_EXERCISE DETAILS_
Rescale the items from the line with "Do you know where the girl with" to the line with "[309,282,399,359]", both ends included. Copy every one of those lines with the wording unchanged, but multiply each box coordinate by 2.2 and round it to a whole number, rounding halves up.

_DATA IN THIS EXERCISE_
********

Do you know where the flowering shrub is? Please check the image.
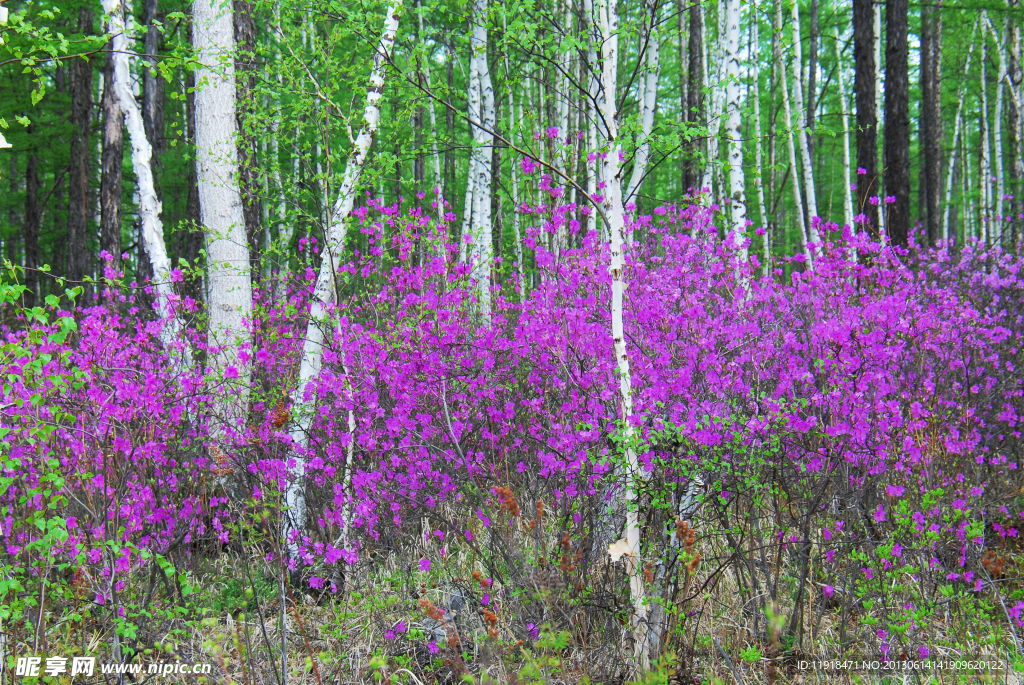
[0,191,1024,678]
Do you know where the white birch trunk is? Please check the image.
[469,0,495,325]
[193,0,253,409]
[597,0,650,671]
[285,0,401,544]
[774,0,813,268]
[978,26,992,245]
[724,0,749,265]
[416,2,444,227]
[748,6,771,276]
[597,0,650,672]
[985,16,1008,233]
[625,0,662,205]
[942,22,978,244]
[836,27,854,228]
[793,2,819,245]
[103,0,178,331]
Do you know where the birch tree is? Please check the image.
[793,0,820,245]
[469,0,495,323]
[103,0,175,327]
[285,0,401,544]
[193,0,253,424]
[597,0,650,671]
[724,0,748,258]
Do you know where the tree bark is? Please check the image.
[772,0,813,269]
[67,7,92,282]
[141,0,164,181]
[232,0,266,287]
[103,0,175,321]
[853,0,881,230]
[921,5,942,245]
[99,41,124,264]
[469,0,495,323]
[883,0,910,247]
[683,2,705,194]
[723,0,749,264]
[285,2,401,558]
[24,149,43,306]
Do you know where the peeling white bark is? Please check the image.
[724,0,749,264]
[469,0,495,324]
[597,0,650,671]
[625,0,662,205]
[193,0,253,409]
[103,0,177,329]
[285,0,401,556]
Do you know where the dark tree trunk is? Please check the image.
[99,40,124,259]
[233,0,263,286]
[921,5,937,245]
[683,3,703,191]
[851,0,879,227]
[884,0,910,247]
[807,0,820,160]
[679,0,689,195]
[442,38,457,213]
[142,0,164,183]
[25,149,43,305]
[67,7,92,282]
[1007,0,1024,245]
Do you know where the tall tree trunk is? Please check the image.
[469,0,495,323]
[772,0,813,262]
[921,6,942,245]
[793,2,819,237]
[99,40,124,264]
[24,149,43,306]
[885,0,910,247]
[625,0,663,205]
[751,12,771,276]
[103,0,176,321]
[597,0,650,672]
[1007,0,1024,246]
[679,0,689,196]
[723,0,749,264]
[68,7,92,282]
[836,27,856,228]
[942,22,979,242]
[285,2,401,557]
[179,59,206,302]
[232,0,266,287]
[193,0,252,411]
[876,0,888,242]
[683,2,706,194]
[141,0,164,183]
[807,0,821,160]
[853,0,882,231]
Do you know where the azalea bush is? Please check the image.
[0,194,1024,682]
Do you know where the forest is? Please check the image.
[0,0,1024,685]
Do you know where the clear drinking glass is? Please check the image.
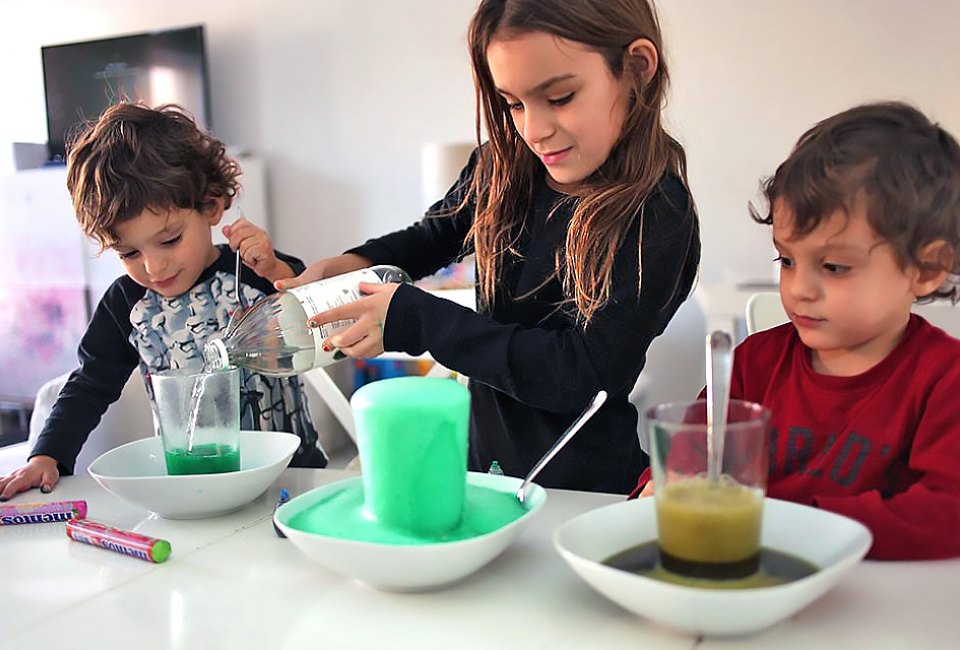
[647,400,770,579]
[150,368,240,474]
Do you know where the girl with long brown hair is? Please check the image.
[278,0,700,493]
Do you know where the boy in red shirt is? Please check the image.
[638,103,960,560]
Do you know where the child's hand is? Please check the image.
[0,456,60,501]
[223,219,294,282]
[273,253,373,291]
[309,282,399,359]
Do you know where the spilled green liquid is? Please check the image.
[163,444,240,474]
[289,485,527,546]
[603,540,819,589]
[350,377,470,535]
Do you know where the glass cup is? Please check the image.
[647,400,770,580]
[150,367,240,474]
[350,377,470,538]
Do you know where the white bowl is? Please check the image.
[87,431,300,519]
[274,472,547,591]
[553,498,873,636]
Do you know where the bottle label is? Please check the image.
[288,269,381,342]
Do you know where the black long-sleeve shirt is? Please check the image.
[349,156,700,493]
[30,245,327,474]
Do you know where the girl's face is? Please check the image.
[487,32,630,191]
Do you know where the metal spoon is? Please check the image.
[516,390,607,504]
[707,330,733,481]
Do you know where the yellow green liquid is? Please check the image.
[163,444,240,474]
[654,476,763,573]
[289,485,527,546]
[603,540,819,589]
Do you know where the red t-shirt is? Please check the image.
[640,315,960,560]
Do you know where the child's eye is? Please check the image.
[823,262,850,275]
[773,255,793,269]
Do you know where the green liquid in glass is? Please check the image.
[350,377,470,536]
[164,444,240,474]
[289,485,527,546]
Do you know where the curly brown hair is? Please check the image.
[750,102,960,302]
[67,102,241,250]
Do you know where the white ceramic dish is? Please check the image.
[553,498,873,636]
[87,431,300,519]
[274,472,547,591]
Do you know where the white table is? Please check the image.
[0,469,960,650]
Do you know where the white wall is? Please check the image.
[0,0,960,283]
[0,0,960,412]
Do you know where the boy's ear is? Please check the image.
[626,38,660,84]
[203,196,223,228]
[913,239,954,298]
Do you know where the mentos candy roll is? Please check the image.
[0,501,87,526]
[67,519,170,564]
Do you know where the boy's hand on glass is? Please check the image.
[273,253,373,291]
[310,282,400,359]
[223,218,293,282]
[0,456,60,501]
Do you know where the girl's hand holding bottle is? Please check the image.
[273,253,373,291]
[301,280,400,359]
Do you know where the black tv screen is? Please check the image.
[41,25,212,162]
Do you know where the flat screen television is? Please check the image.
[40,25,212,162]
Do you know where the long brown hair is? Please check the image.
[464,0,693,323]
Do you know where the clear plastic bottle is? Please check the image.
[203,264,412,377]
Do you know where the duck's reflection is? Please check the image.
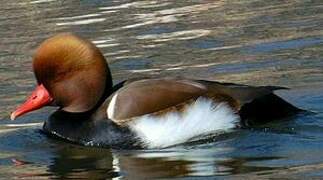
[48,144,119,179]
[48,139,286,179]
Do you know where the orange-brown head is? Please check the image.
[11,33,112,119]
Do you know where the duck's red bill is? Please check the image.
[10,84,53,120]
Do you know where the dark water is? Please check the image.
[0,0,323,179]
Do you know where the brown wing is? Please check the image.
[108,79,207,123]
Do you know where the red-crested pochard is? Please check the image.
[11,33,300,148]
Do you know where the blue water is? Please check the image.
[0,0,323,179]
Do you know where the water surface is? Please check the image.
[0,0,323,179]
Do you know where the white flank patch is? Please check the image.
[129,98,239,148]
[107,94,118,119]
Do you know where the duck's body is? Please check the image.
[43,78,299,148]
[12,34,299,148]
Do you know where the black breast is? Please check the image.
[43,110,140,149]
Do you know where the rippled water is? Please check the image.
[0,0,323,179]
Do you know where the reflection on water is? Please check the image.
[0,0,323,179]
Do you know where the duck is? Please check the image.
[10,33,301,148]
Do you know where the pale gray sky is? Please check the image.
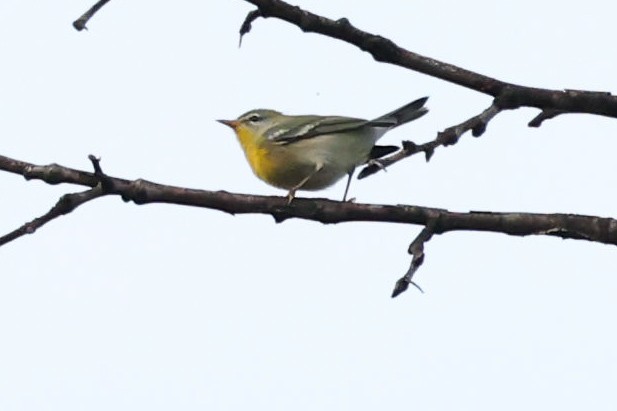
[0,0,617,411]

********

_IN RESPONSE_
Do you know where the girl with long brown hair is? Please check the image.
[612,0,1540,1085]
Do you know where the boy in red shirt is? Please check the image.
[1404,227,2112,1232]
Do you know where the child's hand is? Please check the image.
[0,1003,132,1102]
[491,482,647,620]
[601,557,821,640]
[680,620,878,790]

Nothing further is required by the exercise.